▶ _GIVEN ENTRIES_
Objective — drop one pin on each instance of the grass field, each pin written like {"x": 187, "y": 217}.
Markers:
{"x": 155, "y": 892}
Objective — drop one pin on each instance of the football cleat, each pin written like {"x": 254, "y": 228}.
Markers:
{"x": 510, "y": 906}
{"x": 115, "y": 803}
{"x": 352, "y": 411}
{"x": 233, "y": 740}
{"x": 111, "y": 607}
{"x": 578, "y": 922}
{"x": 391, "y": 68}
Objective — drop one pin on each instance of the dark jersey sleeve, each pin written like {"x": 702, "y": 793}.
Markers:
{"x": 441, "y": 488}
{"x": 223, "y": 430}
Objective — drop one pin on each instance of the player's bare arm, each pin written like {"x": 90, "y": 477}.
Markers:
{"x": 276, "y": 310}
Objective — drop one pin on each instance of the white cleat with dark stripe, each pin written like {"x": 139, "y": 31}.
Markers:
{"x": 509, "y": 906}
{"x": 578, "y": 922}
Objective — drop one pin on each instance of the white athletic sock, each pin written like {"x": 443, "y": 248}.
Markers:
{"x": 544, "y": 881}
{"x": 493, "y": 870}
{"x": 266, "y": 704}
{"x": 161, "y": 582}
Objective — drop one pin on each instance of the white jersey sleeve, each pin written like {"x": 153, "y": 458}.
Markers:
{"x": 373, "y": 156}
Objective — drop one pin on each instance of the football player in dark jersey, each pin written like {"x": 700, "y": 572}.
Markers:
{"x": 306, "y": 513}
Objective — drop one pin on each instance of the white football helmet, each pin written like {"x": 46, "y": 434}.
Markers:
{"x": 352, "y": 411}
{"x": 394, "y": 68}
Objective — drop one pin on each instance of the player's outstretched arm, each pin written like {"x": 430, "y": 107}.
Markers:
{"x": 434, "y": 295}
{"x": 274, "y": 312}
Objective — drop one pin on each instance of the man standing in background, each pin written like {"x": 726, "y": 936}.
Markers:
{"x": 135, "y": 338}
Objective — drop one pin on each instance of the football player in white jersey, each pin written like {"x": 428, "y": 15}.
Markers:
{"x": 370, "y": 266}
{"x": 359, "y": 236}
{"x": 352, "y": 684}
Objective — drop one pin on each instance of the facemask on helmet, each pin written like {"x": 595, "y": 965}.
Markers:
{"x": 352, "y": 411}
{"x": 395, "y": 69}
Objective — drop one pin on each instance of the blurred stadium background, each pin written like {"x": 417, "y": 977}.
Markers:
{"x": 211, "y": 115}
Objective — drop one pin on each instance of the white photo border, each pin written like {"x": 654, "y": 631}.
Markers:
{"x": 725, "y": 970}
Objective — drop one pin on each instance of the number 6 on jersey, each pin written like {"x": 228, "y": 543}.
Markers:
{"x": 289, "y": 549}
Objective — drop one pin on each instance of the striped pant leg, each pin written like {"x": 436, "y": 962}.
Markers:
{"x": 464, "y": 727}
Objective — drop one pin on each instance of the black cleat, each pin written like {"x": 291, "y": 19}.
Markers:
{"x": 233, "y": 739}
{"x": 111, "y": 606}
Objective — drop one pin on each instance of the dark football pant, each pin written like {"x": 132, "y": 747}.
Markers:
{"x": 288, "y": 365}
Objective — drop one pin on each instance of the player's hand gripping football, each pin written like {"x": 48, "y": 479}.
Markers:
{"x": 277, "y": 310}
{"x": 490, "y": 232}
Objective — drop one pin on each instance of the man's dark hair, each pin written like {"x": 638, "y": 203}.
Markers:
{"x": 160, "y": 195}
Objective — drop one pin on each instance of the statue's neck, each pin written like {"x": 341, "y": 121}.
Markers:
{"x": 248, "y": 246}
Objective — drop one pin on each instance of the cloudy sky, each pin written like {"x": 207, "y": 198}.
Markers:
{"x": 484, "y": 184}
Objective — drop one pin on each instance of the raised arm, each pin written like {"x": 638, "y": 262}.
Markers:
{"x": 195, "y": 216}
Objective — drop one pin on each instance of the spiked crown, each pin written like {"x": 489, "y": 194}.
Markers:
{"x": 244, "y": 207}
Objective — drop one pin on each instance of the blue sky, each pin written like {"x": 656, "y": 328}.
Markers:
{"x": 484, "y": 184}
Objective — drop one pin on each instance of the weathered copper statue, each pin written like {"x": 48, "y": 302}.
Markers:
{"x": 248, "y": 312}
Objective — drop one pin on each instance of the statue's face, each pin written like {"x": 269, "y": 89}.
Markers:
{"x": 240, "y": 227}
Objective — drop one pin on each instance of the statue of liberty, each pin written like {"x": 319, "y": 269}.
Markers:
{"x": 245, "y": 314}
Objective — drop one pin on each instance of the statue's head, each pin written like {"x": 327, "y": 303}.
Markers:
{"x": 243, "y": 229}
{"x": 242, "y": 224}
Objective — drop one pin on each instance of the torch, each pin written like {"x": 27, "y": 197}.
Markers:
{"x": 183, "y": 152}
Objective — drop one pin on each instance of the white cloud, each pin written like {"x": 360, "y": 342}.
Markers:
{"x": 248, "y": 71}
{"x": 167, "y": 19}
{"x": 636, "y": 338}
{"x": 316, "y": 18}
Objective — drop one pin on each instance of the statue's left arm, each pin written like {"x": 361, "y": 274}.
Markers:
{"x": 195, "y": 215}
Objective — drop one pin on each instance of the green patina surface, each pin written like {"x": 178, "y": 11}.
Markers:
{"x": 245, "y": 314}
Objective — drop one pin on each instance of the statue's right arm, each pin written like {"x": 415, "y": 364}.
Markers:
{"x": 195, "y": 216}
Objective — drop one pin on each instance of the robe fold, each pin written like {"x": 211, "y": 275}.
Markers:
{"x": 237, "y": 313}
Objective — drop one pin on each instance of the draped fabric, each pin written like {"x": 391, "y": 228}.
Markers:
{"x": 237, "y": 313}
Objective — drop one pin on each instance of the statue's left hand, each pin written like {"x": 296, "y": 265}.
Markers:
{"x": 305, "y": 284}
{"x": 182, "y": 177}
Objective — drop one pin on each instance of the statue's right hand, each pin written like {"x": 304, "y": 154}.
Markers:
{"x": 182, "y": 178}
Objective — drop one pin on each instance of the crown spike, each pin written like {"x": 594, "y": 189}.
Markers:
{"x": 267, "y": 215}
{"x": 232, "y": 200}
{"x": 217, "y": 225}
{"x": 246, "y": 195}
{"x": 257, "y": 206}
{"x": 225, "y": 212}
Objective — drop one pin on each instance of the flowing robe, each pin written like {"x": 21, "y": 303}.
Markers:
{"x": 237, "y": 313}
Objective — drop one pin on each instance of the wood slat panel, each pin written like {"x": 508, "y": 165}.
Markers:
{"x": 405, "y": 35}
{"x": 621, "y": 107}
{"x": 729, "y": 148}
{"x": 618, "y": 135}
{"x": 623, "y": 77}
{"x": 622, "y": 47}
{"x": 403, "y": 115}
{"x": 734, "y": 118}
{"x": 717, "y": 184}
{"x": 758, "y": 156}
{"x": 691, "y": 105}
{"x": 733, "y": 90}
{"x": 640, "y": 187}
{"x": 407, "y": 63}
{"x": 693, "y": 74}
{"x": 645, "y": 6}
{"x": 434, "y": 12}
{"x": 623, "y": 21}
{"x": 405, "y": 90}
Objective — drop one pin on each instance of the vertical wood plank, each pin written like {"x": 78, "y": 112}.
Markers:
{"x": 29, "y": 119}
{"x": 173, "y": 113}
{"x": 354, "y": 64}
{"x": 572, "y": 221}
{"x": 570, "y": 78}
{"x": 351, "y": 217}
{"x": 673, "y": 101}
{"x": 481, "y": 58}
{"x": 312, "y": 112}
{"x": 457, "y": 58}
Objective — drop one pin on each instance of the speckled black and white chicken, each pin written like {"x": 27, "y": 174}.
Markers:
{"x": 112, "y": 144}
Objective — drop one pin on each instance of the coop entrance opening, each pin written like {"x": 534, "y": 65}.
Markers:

▶ _EXERCISE OBJECTIVE_
Revise the rows above so that every occurrence of "drop one pin" becomes "place a single pin", leaving all other text as it stands.

▶ _CORRECT RESULT_
Objective — place a single pin on each instance of the grass field, each pin written like {"x": 187, "y": 217}.
Markers:
{"x": 155, "y": 892}
Objective — place a single pin on each instance of the football cleat, each pin written like {"x": 254, "y": 228}.
Markers:
{"x": 510, "y": 906}
{"x": 115, "y": 803}
{"x": 352, "y": 411}
{"x": 233, "y": 740}
{"x": 111, "y": 607}
{"x": 578, "y": 922}
{"x": 391, "y": 68}
Objective — place a single pin on each instance of the dark jersey sleeve, each pin written like {"x": 702, "y": 793}.
Markers:
{"x": 441, "y": 488}
{"x": 223, "y": 430}
Objective — place a single pin on each instance of the player's bare arm, each pin written like {"x": 90, "y": 477}.
Markers:
{"x": 276, "y": 310}
Objective — place a single pin on each instance of the white cleat with dark stripe, each pin written like {"x": 139, "y": 31}.
Markers:
{"x": 509, "y": 906}
{"x": 578, "y": 922}
Objective — place a single pin on each instance of the white athletic sock, each pin written like {"x": 443, "y": 248}.
Markers:
{"x": 544, "y": 881}
{"x": 493, "y": 870}
{"x": 266, "y": 704}
{"x": 161, "y": 582}
Objective — place a single pin on each instance of the white jersey sleeve, each pin written like {"x": 153, "y": 458}.
Markers:
{"x": 373, "y": 156}
Objective — place a single pin on each instance of the football player in dark jersey, each pin written like {"x": 700, "y": 572}.
Markers:
{"x": 306, "y": 513}
Objective — place a single pin on each instance of the white football helmet, each pin written like {"x": 46, "y": 434}.
Markers:
{"x": 352, "y": 411}
{"x": 394, "y": 68}
Objective — place a single pin on each instance of the player's outstretched arm, each pin written like {"x": 430, "y": 107}.
Markers:
{"x": 434, "y": 295}
{"x": 274, "y": 312}
Objective — place a single pin on each instance of the man standing in background, each pin written like {"x": 726, "y": 936}.
Markers:
{"x": 135, "y": 338}
Objective — place a single pin on each instance of the football player in white jersey, each pin written like {"x": 428, "y": 15}.
Markers:
{"x": 370, "y": 266}
{"x": 359, "y": 236}
{"x": 352, "y": 684}
Objective — place a single pin on each instance of the facemask on helmet, each pin written like {"x": 595, "y": 965}.
Markers:
{"x": 352, "y": 411}
{"x": 395, "y": 69}
Objective — place a single pin on each instance of the blurred stadium background, each pin written like {"x": 417, "y": 977}.
Markers:
{"x": 211, "y": 115}
Objective — place a single pin on each instance of the white photo border, each pin written like {"x": 654, "y": 631}.
Markers:
{"x": 725, "y": 970}
Objective — place a single pin on each instance of the number 6 on jersey, each pin written like {"x": 228, "y": 543}.
Markers:
{"x": 289, "y": 549}
Objective — place a single pin on each instance of the striped pant leg, each pin written like {"x": 436, "y": 962}.
Markers:
{"x": 464, "y": 727}
Objective — place a single pin on each instance of the black cleat, each pin written like {"x": 291, "y": 19}.
Markers:
{"x": 233, "y": 739}
{"x": 111, "y": 606}
Objective — place a single pin on each instance of the dark football pant, each pin written like {"x": 132, "y": 747}.
Markers:
{"x": 288, "y": 365}
Objective — place a single pin on each instance of the player's hand gripping football, each pin written like {"x": 48, "y": 479}.
Markers:
{"x": 277, "y": 310}
{"x": 490, "y": 232}
Objective — place a single pin on each instance of the man's dark hair, each pin written like {"x": 638, "y": 203}.
Markers:
{"x": 160, "y": 195}
Objective — place a single pin on each instance of the statue's neck, each pin written like {"x": 341, "y": 121}.
Markers:
{"x": 248, "y": 246}
Objective — place a single pin on each instance of the cloudy sky, each pin written like {"x": 207, "y": 198}.
Markers:
{"x": 484, "y": 184}
Objective — place a single pin on each instance of the raised arm, each pin written like {"x": 638, "y": 262}.
Markers:
{"x": 195, "y": 216}
Objective — place a single pin on each instance of the spiked crown, each pin written like {"x": 489, "y": 194}.
Markers:
{"x": 244, "y": 207}
Objective — place a single pin on each instance of the blue sky, each pin written like {"x": 656, "y": 328}.
Markers:
{"x": 484, "y": 184}
Objective — place a single pin on each instance of the weathered copper statue, each pin written like {"x": 48, "y": 302}.
Markers:
{"x": 248, "y": 312}
Objective — place a single pin on each instance of the statue's face, each pin written like {"x": 269, "y": 89}.
Markers:
{"x": 240, "y": 227}
Objective — place a single pin on each instance of the statue of liberty, each pin written like {"x": 319, "y": 269}.
Markers:
{"x": 245, "y": 314}
Objective — place a single pin on each instance of the statue's head, each pin written like {"x": 327, "y": 303}.
Markers:
{"x": 243, "y": 229}
{"x": 242, "y": 224}
Objective — place a single pin on each instance of the torch, each pin written like {"x": 27, "y": 197}.
Markers:
{"x": 183, "y": 152}
Objective — place a single pin on each instance of the white cloud, each pin written like {"x": 360, "y": 342}.
Markers:
{"x": 248, "y": 71}
{"x": 167, "y": 19}
{"x": 636, "y": 338}
{"x": 316, "y": 18}
Objective — place a single pin on each instance of the statue's left arm, each pin written like {"x": 361, "y": 274}.
Markers:
{"x": 195, "y": 215}
Objective — place a single pin on each instance of the green patina surface, each pin written like {"x": 178, "y": 11}.
Markers:
{"x": 245, "y": 314}
Objective — place a single pin on each instance of the statue's right arm, each pin written like {"x": 415, "y": 364}.
Markers:
{"x": 195, "y": 216}
Objective — place a single pin on each instance of the robe fold, each pin written like {"x": 211, "y": 275}.
Markers:
{"x": 237, "y": 313}
Objective — place a single pin on each instance of the draped fabric, each pin written like {"x": 391, "y": 228}.
Markers:
{"x": 237, "y": 313}
Objective — place a single pin on each instance of the statue's left hand, each pin written like {"x": 296, "y": 265}.
Markers:
{"x": 305, "y": 284}
{"x": 182, "y": 177}
Objective — place a single pin on each instance of the statue's right hand, each pin written like {"x": 304, "y": 154}.
Markers:
{"x": 182, "y": 178}
Objective — place a single pin on each instance of the crown spike, each pin written like {"x": 594, "y": 189}.
Markers:
{"x": 267, "y": 215}
{"x": 232, "y": 200}
{"x": 217, "y": 225}
{"x": 246, "y": 195}
{"x": 257, "y": 206}
{"x": 225, "y": 212}
Objective — place a single pin on each instance of the flowing robe, each pin written like {"x": 21, "y": 303}.
Markers:
{"x": 237, "y": 313}
Objective — place a single pin on each instance of the wood slat panel, each pin written like {"x": 508, "y": 165}.
Markers:
{"x": 405, "y": 35}
{"x": 621, "y": 107}
{"x": 729, "y": 148}
{"x": 618, "y": 135}
{"x": 623, "y": 77}
{"x": 622, "y": 47}
{"x": 403, "y": 115}
{"x": 734, "y": 118}
{"x": 717, "y": 184}
{"x": 758, "y": 156}
{"x": 691, "y": 105}
{"x": 733, "y": 90}
{"x": 640, "y": 187}
{"x": 407, "y": 63}
{"x": 693, "y": 74}
{"x": 645, "y": 6}
{"x": 434, "y": 12}
{"x": 623, "y": 21}
{"x": 405, "y": 90}
Objective — place a single pin on each instance of the vertical wood plank, each pin written like {"x": 78, "y": 112}.
Markers:
{"x": 29, "y": 119}
{"x": 173, "y": 113}
{"x": 354, "y": 64}
{"x": 572, "y": 221}
{"x": 570, "y": 78}
{"x": 351, "y": 217}
{"x": 673, "y": 101}
{"x": 481, "y": 58}
{"x": 312, "y": 112}
{"x": 457, "y": 58}
Objective — place a single pin on each instance of the speckled black and white chicken, each pin written like {"x": 27, "y": 174}.
Markers:
{"x": 112, "y": 144}
Objective — place a single pin on each instance of the coop entrance opening, each pin written like {"x": 534, "y": 65}.
Markers:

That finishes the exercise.